Supplied information -
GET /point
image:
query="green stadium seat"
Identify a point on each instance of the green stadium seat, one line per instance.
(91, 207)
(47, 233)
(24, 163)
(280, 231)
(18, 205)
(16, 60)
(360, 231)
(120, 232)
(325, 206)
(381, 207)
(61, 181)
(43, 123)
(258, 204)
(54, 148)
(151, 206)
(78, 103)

Your instructions -
Print the lines of the material, exactly and only, from the line that contains "Identify a point" down to and including the final line.

Answer area -
Identify a point on each instance of the green stadium seat, one line per instance.
(91, 207)
(47, 233)
(24, 163)
(280, 231)
(18, 205)
(16, 60)
(360, 231)
(120, 232)
(325, 206)
(381, 207)
(61, 181)
(43, 123)
(258, 204)
(54, 148)
(151, 206)
(78, 103)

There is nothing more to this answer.